— Start of PASSAGE PROVIDED —

I’ve heard about 3D scanners before, but I never knew that the technology has become so advanced.

As you can see that proFORMA produces “nice” geometry, does texture mapping and captures textures. It’s not officially called a scanner, but a “system allowing on-line (live) generation of textured 3D models.”. Well what I’ve seen from the video it’s a 3D scanner.

These kind of things always make me think how’s it done. I think that you have to have some kind of depth camera (like ZCam). Can you get depth from 2 cameras positioned like 10 to 20 degrees from one another? Yeah, you know the ray from each cam to the pixel, and where the lines from each cam meet, there’s the pixel. But you’d have to have an really precise algorithm for matching pixels. It’s all about filtering pixels to get some key points for the model. I know there’s a filter for edge detection (Sobel filter), there’s probably a filter for “corner” detection. The only problem I see this might have is scanning convex objects. Anyhow it’s a nice way to build game art. You sculpt the model, paint it and scan it. Or take a pen, stapler and some boxes and make a game from that! Awsome.

But according to this the only thing you need is a web camera. Well, didn’t Microsoft Labs do something like this already? Photosynth? Well anyway, I hope the software’s going to be free.

— End of PASSAGE PROVIDED —
— Start of RECORDED INFORMATION —

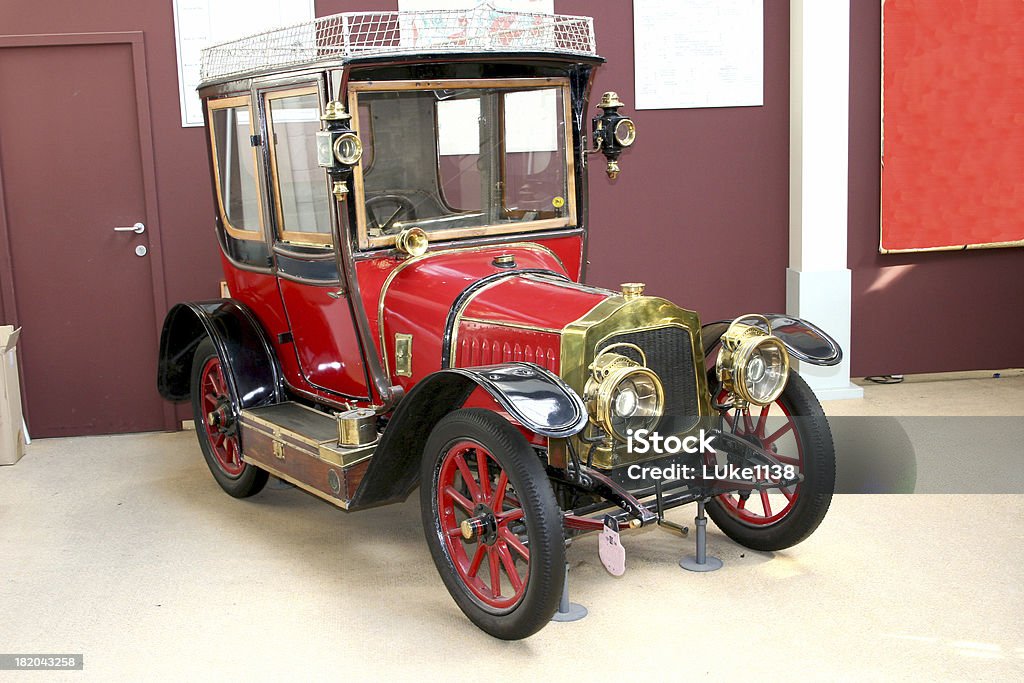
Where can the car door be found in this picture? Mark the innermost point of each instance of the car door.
(318, 313)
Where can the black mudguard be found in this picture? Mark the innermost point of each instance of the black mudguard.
(253, 377)
(535, 397)
(804, 340)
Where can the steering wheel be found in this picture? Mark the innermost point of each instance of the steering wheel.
(384, 210)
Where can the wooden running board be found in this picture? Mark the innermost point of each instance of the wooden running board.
(300, 445)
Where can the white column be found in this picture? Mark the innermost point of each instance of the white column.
(817, 283)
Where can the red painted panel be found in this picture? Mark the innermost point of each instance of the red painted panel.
(325, 338)
(551, 304)
(480, 344)
(419, 298)
(953, 124)
(83, 297)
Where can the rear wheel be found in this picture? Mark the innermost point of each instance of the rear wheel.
(492, 522)
(795, 429)
(216, 425)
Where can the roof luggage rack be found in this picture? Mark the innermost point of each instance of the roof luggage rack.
(370, 34)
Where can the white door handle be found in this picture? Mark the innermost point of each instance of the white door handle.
(137, 228)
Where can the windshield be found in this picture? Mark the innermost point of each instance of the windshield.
(462, 159)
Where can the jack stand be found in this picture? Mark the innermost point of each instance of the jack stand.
(662, 521)
(701, 562)
(568, 611)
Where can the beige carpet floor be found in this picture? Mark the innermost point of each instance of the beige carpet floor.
(123, 549)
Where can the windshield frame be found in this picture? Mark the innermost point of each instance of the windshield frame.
(366, 241)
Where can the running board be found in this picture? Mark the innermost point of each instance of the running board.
(300, 445)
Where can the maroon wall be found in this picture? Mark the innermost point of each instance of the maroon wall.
(699, 211)
(702, 191)
(927, 311)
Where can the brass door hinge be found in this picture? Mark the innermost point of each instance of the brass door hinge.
(402, 354)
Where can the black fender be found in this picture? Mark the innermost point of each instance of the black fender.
(804, 340)
(253, 376)
(535, 397)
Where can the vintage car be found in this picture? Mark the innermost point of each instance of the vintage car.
(401, 215)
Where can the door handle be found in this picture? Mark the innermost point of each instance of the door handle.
(137, 228)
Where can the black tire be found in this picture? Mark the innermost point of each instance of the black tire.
(470, 431)
(813, 495)
(220, 442)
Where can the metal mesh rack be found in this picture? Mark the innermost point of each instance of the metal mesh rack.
(367, 34)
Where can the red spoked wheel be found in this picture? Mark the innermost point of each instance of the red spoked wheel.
(492, 522)
(219, 422)
(794, 428)
(773, 428)
(216, 425)
(483, 525)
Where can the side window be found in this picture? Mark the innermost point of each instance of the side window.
(459, 153)
(235, 165)
(300, 186)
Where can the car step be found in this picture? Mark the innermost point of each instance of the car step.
(300, 445)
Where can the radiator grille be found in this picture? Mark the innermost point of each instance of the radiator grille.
(670, 354)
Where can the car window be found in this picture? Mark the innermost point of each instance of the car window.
(462, 159)
(300, 185)
(235, 167)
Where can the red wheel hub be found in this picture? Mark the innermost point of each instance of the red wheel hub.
(773, 428)
(482, 525)
(219, 420)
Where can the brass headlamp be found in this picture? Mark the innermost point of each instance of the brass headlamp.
(753, 365)
(412, 242)
(623, 395)
(612, 131)
(338, 147)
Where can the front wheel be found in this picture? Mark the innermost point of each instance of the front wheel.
(796, 430)
(492, 522)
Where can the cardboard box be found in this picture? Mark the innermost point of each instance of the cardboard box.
(12, 436)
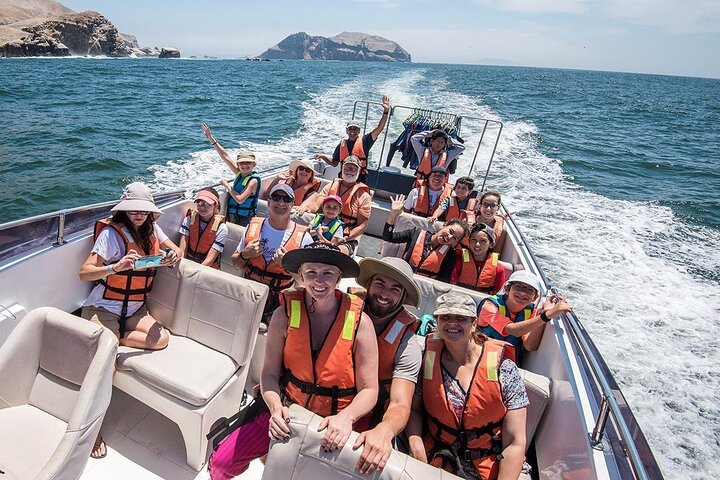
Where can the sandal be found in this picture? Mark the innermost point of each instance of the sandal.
(99, 449)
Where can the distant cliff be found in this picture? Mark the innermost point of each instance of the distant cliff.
(346, 46)
(47, 28)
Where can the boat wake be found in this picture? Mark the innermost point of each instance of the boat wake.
(643, 282)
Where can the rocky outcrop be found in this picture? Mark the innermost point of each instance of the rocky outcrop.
(346, 46)
(47, 28)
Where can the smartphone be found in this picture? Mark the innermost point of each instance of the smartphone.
(148, 262)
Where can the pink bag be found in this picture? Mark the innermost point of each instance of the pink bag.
(233, 455)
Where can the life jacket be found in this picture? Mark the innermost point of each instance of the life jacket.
(201, 241)
(479, 428)
(483, 281)
(302, 191)
(332, 227)
(454, 211)
(324, 382)
(346, 212)
(500, 302)
(270, 273)
(423, 207)
(129, 285)
(428, 265)
(425, 166)
(248, 207)
(358, 151)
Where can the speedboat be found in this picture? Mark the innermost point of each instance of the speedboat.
(582, 426)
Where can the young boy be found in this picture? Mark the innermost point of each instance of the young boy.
(203, 231)
(460, 205)
(327, 226)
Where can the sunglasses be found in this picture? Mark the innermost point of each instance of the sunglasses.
(281, 198)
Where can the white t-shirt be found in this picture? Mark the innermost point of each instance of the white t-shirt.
(110, 247)
(220, 235)
(411, 200)
(271, 239)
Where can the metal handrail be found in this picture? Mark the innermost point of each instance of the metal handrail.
(600, 375)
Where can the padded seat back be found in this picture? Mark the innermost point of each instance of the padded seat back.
(301, 457)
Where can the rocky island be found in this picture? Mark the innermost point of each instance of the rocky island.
(35, 28)
(346, 46)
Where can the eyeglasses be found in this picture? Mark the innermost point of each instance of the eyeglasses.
(523, 288)
(281, 198)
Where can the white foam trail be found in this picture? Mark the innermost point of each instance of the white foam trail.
(626, 266)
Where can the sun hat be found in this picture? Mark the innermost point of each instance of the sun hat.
(207, 197)
(305, 163)
(246, 156)
(523, 276)
(283, 187)
(136, 197)
(320, 252)
(455, 303)
(395, 268)
(332, 198)
(481, 227)
(352, 159)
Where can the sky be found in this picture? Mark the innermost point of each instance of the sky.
(675, 37)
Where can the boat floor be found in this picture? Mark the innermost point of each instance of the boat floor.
(144, 445)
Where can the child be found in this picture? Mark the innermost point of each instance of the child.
(203, 231)
(461, 205)
(327, 227)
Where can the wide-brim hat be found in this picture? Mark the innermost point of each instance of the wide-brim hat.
(320, 252)
(395, 268)
(136, 197)
(305, 163)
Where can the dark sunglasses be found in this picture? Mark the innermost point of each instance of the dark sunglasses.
(281, 198)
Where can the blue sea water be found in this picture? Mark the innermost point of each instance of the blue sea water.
(614, 178)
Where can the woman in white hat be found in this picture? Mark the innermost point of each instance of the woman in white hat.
(118, 299)
(321, 353)
(470, 399)
(301, 178)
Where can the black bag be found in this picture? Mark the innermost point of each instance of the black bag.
(225, 426)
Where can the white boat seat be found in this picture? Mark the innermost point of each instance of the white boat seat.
(55, 386)
(200, 376)
(301, 457)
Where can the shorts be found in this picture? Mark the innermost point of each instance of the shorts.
(108, 319)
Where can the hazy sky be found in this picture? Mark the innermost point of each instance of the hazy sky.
(677, 37)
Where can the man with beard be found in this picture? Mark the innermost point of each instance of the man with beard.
(265, 242)
(390, 285)
(356, 206)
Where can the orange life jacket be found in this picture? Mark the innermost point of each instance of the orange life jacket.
(467, 214)
(479, 427)
(129, 285)
(485, 279)
(201, 241)
(270, 273)
(346, 213)
(302, 191)
(358, 151)
(423, 207)
(428, 265)
(325, 385)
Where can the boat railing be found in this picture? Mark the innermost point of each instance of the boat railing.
(612, 403)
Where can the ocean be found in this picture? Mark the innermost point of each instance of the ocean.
(613, 177)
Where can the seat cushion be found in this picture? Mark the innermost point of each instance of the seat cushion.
(184, 369)
(28, 438)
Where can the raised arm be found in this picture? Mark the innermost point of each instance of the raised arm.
(383, 119)
(218, 148)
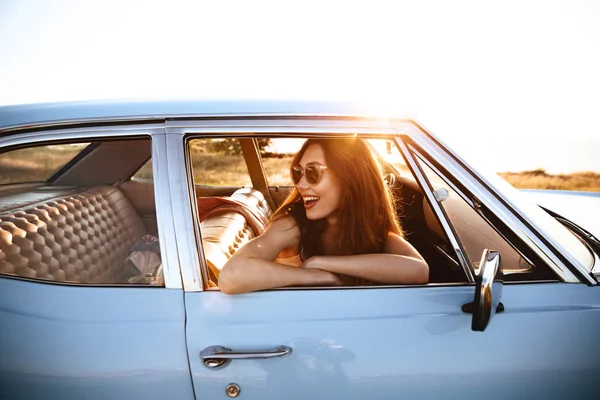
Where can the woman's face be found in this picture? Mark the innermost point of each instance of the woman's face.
(321, 200)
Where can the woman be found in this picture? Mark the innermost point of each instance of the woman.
(337, 227)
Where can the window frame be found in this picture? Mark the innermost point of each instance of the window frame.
(517, 227)
(156, 133)
(203, 275)
(537, 268)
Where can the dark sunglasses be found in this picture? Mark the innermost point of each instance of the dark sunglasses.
(313, 173)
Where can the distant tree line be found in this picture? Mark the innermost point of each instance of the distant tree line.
(232, 147)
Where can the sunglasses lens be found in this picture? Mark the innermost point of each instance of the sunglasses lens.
(297, 174)
(313, 175)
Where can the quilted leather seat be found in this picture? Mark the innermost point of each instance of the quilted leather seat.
(225, 230)
(82, 238)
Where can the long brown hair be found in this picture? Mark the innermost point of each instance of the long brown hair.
(367, 207)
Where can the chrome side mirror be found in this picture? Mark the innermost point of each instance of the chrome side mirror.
(488, 291)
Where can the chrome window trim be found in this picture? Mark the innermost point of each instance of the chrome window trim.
(156, 133)
(189, 245)
(442, 217)
(547, 253)
(596, 267)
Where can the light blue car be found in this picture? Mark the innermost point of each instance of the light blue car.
(116, 218)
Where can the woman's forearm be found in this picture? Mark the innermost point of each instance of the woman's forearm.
(249, 274)
(383, 268)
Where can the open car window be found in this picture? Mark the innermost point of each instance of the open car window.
(36, 164)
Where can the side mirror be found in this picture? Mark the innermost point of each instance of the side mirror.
(488, 291)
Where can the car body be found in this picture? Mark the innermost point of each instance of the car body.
(512, 308)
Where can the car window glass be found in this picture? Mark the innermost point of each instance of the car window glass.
(474, 232)
(279, 152)
(218, 162)
(102, 234)
(36, 164)
(144, 173)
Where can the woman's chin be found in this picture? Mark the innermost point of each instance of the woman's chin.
(313, 215)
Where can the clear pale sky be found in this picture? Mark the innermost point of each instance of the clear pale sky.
(474, 72)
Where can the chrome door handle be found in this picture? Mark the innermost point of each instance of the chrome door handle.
(219, 356)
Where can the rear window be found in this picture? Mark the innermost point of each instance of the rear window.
(36, 164)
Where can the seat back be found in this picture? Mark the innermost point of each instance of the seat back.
(82, 238)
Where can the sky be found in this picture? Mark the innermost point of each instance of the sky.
(511, 84)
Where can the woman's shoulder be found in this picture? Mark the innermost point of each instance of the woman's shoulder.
(284, 224)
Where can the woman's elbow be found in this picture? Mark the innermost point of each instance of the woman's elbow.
(228, 283)
(422, 274)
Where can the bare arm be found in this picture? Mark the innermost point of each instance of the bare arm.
(400, 263)
(253, 267)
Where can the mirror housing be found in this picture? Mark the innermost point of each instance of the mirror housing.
(488, 290)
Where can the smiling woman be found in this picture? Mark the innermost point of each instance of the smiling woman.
(337, 226)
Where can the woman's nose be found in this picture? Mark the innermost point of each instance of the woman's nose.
(303, 184)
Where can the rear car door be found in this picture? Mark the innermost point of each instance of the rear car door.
(76, 322)
(387, 342)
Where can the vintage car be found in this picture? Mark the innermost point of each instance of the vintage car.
(117, 217)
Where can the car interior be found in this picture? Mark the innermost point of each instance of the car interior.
(83, 223)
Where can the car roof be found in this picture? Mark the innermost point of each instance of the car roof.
(16, 116)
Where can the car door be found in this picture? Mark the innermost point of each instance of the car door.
(391, 342)
(62, 336)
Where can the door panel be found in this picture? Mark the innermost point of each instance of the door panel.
(398, 343)
(73, 342)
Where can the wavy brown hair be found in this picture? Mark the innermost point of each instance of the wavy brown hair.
(367, 207)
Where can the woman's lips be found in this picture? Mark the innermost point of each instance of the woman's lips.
(310, 202)
(310, 205)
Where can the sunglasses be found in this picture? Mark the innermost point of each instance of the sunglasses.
(313, 173)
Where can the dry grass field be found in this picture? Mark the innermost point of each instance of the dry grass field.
(539, 179)
(230, 170)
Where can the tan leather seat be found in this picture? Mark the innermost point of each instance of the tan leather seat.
(227, 228)
(223, 234)
(82, 238)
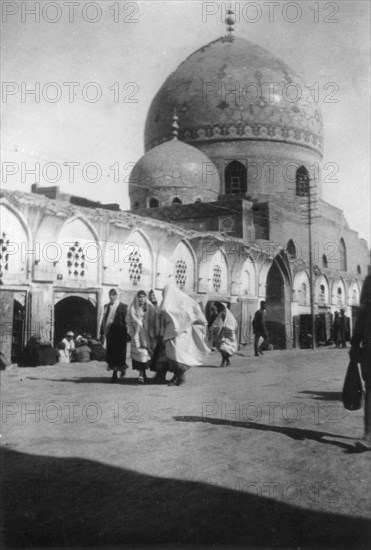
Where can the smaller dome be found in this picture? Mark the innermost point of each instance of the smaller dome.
(173, 173)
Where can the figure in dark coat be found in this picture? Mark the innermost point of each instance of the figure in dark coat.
(113, 328)
(344, 324)
(360, 351)
(260, 329)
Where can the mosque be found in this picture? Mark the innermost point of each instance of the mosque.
(221, 204)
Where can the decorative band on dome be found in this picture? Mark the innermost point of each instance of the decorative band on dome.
(254, 131)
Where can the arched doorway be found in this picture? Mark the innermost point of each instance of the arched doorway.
(74, 313)
(279, 303)
(18, 331)
(235, 178)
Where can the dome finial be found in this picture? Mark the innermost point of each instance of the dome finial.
(230, 21)
(175, 125)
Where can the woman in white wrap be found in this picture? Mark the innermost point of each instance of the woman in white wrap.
(224, 332)
(184, 331)
(143, 327)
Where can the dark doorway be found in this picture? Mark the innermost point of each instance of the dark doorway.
(279, 304)
(235, 178)
(74, 313)
(302, 182)
(18, 331)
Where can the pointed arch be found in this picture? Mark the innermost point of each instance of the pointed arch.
(235, 178)
(301, 288)
(137, 262)
(153, 203)
(322, 290)
(218, 278)
(15, 236)
(302, 182)
(342, 255)
(81, 254)
(183, 261)
(248, 286)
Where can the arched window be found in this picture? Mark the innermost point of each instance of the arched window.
(181, 273)
(235, 177)
(135, 267)
(339, 296)
(217, 277)
(291, 250)
(302, 182)
(76, 261)
(153, 203)
(322, 294)
(303, 295)
(343, 255)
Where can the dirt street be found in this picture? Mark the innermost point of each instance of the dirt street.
(261, 453)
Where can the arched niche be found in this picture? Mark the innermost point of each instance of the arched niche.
(301, 288)
(248, 287)
(338, 293)
(321, 291)
(235, 178)
(342, 255)
(15, 247)
(136, 264)
(218, 274)
(80, 258)
(184, 267)
(302, 182)
(353, 294)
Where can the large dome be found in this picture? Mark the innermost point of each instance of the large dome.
(173, 170)
(235, 90)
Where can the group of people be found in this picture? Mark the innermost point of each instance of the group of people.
(165, 338)
(83, 349)
(171, 337)
(341, 329)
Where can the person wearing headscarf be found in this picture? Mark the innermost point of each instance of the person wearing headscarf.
(360, 351)
(69, 343)
(224, 332)
(114, 331)
(143, 327)
(152, 298)
(159, 363)
(184, 332)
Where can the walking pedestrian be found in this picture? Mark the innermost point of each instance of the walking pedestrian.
(343, 328)
(224, 332)
(184, 333)
(114, 331)
(260, 329)
(336, 330)
(69, 343)
(143, 327)
(360, 351)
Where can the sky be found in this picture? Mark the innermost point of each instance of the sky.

— End of RECORDED INFORMATION —

**WHAT IS ASKED:**
A. Say whether each statement agrees with the post about proFORMA, answering yes or no and quoting the words that decide it.
(i) proFORMA is officially called a scanner.
(ii) The post says a web camera is the only thing needed.
(iii) The post identifies the Sobel filter as a filter for corner detection.
B. List every technology, device, or piece of software that the post about proFORMA mentions by name.

**THE REPLIES:**
A.
(i) No: "It’s not officially called a scanner, but a “system allowing on-line (live) generation of textured 3D models.”"
(ii) Yes: "But according to this the only thing you need is a web camera."
(iii) No: "I know there’s a filter for edge detection (Sobel filter), there’s probably a filter for “corner” detection."

B. proFORMA, ZCam, Sobel filter, Photosynth